* **Work to complete**
Copy out the whole passage below on Shariah compliant logistics investment, word for word.

* **Text for analysis**
[Start of Attachment]

At the very fundamental level, the principal activity of a logistics facility is to support the movement and distribution of physical goods, be it raw materials, fast-moving consumer goods or consumer durables, from the source to end customers. In this sense, the use and underlying activity of the logistics assets are Shariah compliant but it is important to screen for assets with tenants involved in the distribution of Haram goods, for example, alcohol, tobacco and weapons. The other aspect of ensuring the Shariah compliance of a logistics real estate asset is in the structuring, including ensuring the moderate use of financial leverage and financial products that are in accordance with Shariah principles.

For investors, the process of identifying, evaluating and investing in Shariah compliant logistics assets is relatively more straightforward compared to other sectors, as a huge proportion of the logistics assets are single-let, with long leases to creditworthy tenants. In addition, the UK has robust and well-developed Shariah compliant financing readily available for investors.

Investing in UK logistics funds minimizes risk


While UK logistics represents an opportunity for investors, expert knowledge of the market, the characteristics of locations and whether each individual asset is Shariah compliant are key factors to be considered. For the uninitiated, an investment in a single asset with a single tenant exposes the investor to a myriad of risks that must be studied, evaluated, and if needed, mitigated, especially during uncertain times. Rather than invest in a single asset and hope that the tenant does not go bust, investing in a fund that mitigates a variety of risks by pooling assets could be a smart strategic move.

[End of Attachment]

[Items from a data source]
[Start of Attachment]

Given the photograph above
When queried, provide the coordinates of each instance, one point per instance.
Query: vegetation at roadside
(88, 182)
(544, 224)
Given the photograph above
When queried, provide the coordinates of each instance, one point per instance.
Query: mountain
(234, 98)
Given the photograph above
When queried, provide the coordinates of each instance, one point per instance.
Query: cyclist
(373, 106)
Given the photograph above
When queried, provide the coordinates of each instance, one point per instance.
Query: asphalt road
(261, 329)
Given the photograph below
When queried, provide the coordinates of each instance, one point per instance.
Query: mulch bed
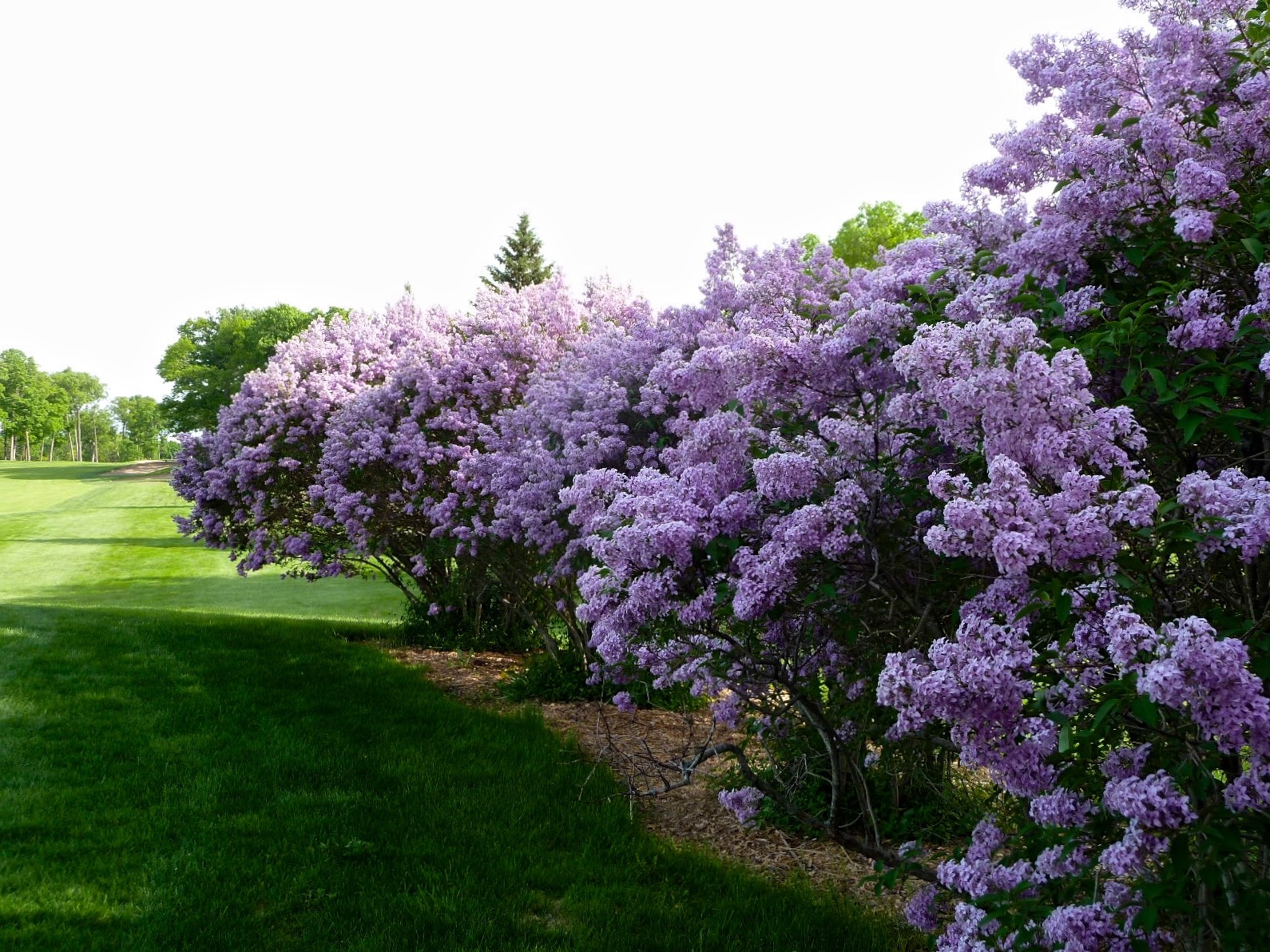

[End of Attachment]

* **Written solution**
At the very fundamental level, the principal activity of a logistics facility is to support the movement and distribution of physical goods, be it raw materials, fast-moving consumer goods or consumer durables, from the source to end customers. In this sense, the use and underlying activity of the logistics assets are Shariah compliant but it is important to screen for assets with tenants involved in the distribution of Haram goods, for example, alcohol, tobacco and weapons. The other aspect of ensuring the Shariah compliance of a logistics real estate asset is in the structuring, including ensuring the moderate use of financial leverage and financial products that are in accordance with Shariah principles.

For investors, the process of identifying, evaluating and investing in Shariah compliant logistics assets is relatively more straightforward compared to other sectors, as a huge proportion of the logistics assets are single-let, with long leases to creditworthy tenants. In addition, the UK has robust and well-developed Shariah compliant financing readily available for investors.

Investing in UK logistics funds minimizes risk


While UK logistics represents an opportunity for investors, expert knowledge of the market, the characteristics of locations and whether each individual asset is Shariah compliant are key factors to be considered. For the uninitiated, an investment in a single asset with a single tenant exposes the investor to a myriad of risks that must be studied, evaluated, and if needed, mitigated, especially during uncertain times. Rather than invest in a single asset and hope that the tenant does not go bust, investing in a fund that mitigates a variety of risks by pooling assets could be a smart strategic move.